— Start DATA IN THIS EXERCISE —
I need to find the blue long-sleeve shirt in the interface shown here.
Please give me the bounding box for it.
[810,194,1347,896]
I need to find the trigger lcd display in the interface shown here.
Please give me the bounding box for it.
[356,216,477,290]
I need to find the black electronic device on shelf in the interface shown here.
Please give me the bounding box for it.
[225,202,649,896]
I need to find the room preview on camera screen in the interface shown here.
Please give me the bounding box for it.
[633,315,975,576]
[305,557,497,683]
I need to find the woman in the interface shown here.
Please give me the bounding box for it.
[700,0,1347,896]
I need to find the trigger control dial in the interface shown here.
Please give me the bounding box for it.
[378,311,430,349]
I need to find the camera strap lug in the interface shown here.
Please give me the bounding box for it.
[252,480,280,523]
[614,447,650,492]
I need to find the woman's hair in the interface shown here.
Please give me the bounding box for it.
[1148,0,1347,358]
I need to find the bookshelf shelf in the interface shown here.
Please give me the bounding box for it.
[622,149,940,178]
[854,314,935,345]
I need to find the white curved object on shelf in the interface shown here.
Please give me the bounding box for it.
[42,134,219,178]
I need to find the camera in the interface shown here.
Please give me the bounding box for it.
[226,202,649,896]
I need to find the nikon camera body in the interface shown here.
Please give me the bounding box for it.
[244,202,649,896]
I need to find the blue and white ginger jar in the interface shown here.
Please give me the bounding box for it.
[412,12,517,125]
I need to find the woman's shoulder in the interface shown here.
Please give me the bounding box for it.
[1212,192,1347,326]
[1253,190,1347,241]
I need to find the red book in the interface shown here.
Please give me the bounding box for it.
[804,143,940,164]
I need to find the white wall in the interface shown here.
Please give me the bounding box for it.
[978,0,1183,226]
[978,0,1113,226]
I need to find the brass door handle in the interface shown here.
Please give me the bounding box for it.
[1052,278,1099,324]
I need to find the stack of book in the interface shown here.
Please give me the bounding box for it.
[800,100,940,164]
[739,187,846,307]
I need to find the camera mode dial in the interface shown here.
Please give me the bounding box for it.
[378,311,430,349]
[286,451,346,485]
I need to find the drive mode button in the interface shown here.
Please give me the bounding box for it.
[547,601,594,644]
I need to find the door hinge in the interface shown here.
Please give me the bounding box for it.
— End DATA IN THIS EXERCISE —
_REQUEST:_ Gather every line of the items above that contains the string "woman" and reproduce each one verbatim, in its original order.

_EXPECTED ANSWER:_
I need to find the woman in the interface shown here.
I need to find the woman's hair in the interface shown here.
I need to find the woman's shoulder in the interface shown here.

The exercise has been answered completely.